_TEXT BLOCK_

In what is seen as a major step forward for the safety of drivers and passengers, 20 major car manufacturers representing nearly all of the American vehicle market have agreed to make Automatic Emergency Braking (AEB) systems standard on new vehicles. The manufacturers announced that the feature should come installed on nearly all models by September of 2022. The National Highway Traffic Safety Administration (NHTSA) and Insurance Institute for Highway Safety (IIHS) have lauded the automakers’ commitment as an important improvement in roadway safety.

AEB systems are an automated feature designed to augment the braking power of the driver. The systems use cameras, radar, and lasers to scan the roadway in front of the car for slowing, pedestrians, or other objects, and will warn the driver when a crash appears imminent. Depending on the system, the car will either increase the amount of brake pressure where the driver is applying an insufficient amount to avoid a crash, or will do all the braking if the driver is doing none.

AEB systems were developed roughly 20 years ago, beginning to appear as an available feature in 2000 in a model of Mercedes-Benz. Since that time, the feature has become more common, though largely as an option rather than a standard feature. A related feature is that of the Front-Crash Warning (FCW) system, which conducts a similar scan of the roadway, but has no independent power to brake the car.

_SUPPLIED INFORMATION_
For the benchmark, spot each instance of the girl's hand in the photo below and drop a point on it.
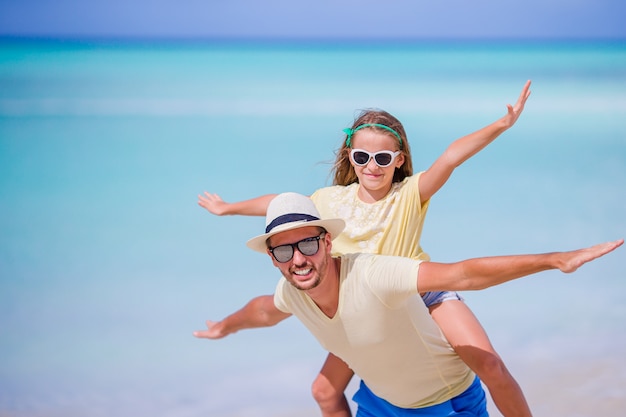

_WHAT TO WORK ON_
a - Answer these questions from the article on automatic emergency braking:
(i) How many car manufacturers agreed to make AEB systems standard?
(ii) What three technologies do AEB systems use to scan the roadway?
(iii) In what year did AEB first appear as an available feature?
b - Reproduce the passage of the article on automatic emergency braking from "AEB systems are" to "is doing none.".
c - Take the article on automatic emergency braking further, picking up after its final sentence.
The listing has no connection to the article on automatic emergency braking.

_WRITTEN ANSWERS_
a -
(i) 20
(ii) Cameras, radar, and lasers
(iii) 2000

b -
AEB systems are an automated feature designed to augment the braking power of the driver. The systems use cameras, radar, and lasers to scan the roadway in front of the car for slowing, pedestrians, or other objects, and will warn the driver when a crash appears imminent. Depending on the system, the car will either increase the amount of brake pressure where the driver is applying an insufficient amount to avoid a crash, or will do all the braking if the driver is doing none.

c -
In studies conducted by the IIHS, AEB and FCW systems have been found to make a substantial difference in crash reduction. One IIHS study looked at the involvement in police-reported crashes of cars without any crash warning or braking systems, cars with only FCW systems, and cars with AEB systems. The study found a 23% reduction in crash involvement among cars with an FCW system, and a 39% reduction among cars with an AEB system. Injury crashes went down by 43% for drivers with an AEB system. The IIHS concluded that, had every car on the road had an AEB system in 2013, the number of crashes would have decreased by 700,000, with injury crashes going down by 300,000. Experts caution that the systems are not infallible and can sometimes fail, requiring drivers to still exercise caution, even when driving an AEB system-equipped vehicle. Drivers are ultimately liable for any crashes in which their cars are involved, even when using automated features such as AEB systems.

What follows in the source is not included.